> [DIRECTIONS]
Give again every line from the one with "Note: for this drill, mark the red folding" through the last line of the data, exactly, and leave out the lines before it.

(Entries taken from a collection)
____

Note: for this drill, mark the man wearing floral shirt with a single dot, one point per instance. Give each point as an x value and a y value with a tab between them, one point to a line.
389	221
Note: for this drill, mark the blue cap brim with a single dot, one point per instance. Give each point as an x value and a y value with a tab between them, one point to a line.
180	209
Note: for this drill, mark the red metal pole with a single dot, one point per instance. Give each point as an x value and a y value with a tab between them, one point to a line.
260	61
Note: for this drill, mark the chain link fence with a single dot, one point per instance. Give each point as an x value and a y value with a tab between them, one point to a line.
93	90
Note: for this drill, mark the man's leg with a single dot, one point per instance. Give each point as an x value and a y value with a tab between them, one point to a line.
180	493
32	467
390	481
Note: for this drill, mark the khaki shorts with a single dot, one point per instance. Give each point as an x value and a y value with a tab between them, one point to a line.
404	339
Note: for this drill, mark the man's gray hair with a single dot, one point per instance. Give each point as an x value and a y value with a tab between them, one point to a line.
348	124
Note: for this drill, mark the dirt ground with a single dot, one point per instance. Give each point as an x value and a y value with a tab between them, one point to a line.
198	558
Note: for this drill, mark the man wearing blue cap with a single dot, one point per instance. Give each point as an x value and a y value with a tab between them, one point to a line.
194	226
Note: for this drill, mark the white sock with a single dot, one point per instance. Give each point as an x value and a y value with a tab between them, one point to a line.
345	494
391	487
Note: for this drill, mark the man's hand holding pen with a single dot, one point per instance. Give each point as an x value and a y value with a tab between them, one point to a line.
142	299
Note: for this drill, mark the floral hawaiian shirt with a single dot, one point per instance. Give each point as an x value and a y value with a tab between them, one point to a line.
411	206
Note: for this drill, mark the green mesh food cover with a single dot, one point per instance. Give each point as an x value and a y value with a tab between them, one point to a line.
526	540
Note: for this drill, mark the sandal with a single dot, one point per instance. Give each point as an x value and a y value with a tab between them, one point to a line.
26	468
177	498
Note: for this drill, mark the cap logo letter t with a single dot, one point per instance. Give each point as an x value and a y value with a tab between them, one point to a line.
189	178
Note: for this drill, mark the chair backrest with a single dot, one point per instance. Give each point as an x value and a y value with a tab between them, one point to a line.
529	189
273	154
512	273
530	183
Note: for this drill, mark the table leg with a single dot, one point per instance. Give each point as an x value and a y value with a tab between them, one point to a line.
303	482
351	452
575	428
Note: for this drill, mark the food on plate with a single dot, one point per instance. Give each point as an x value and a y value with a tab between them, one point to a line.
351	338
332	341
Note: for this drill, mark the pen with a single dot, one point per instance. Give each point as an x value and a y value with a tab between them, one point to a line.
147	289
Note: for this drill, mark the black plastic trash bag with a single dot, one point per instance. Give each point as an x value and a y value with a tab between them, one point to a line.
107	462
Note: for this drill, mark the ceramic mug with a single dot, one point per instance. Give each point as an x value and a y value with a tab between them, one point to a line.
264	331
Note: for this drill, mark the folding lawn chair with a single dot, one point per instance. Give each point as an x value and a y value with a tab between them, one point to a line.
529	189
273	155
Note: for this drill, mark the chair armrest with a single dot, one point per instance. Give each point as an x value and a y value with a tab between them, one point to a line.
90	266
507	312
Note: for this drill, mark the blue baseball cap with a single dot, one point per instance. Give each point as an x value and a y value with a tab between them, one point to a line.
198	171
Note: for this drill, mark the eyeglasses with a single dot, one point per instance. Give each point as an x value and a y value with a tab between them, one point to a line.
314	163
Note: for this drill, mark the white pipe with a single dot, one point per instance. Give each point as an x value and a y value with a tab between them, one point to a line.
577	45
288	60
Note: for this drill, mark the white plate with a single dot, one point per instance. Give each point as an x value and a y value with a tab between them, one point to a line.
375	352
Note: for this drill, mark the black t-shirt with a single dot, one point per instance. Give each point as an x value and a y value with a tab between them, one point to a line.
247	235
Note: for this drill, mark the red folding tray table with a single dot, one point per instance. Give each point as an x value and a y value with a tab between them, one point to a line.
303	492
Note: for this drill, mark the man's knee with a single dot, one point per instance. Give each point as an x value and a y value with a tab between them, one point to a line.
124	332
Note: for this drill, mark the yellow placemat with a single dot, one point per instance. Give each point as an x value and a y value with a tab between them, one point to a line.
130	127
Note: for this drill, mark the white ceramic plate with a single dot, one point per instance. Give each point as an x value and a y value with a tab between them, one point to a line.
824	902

____

> [RESULT FOR THIS EXERCISE]
Note: for this drill, mark the red folding tray table with a single dot, one point per instance. Give each point as an x value and a y value with a tab between them, one point to a line.
303	492
Note: for this drill, mark the man's knee with a single dot, one point per instance. Give each point as an x value and a y value with a tab between them, one point to a line.
124	332
Note: for this drill, mark the yellow placemat with a single dot, one point per instance. Give each point as an x value and a y value with a tab between them, one point to a line.
130	127
Note: for this drill, mark the white ceramic plate with a single dot, one point per instance. Give each point as an x value and a y value with a tab between them, one point to a line.
824	902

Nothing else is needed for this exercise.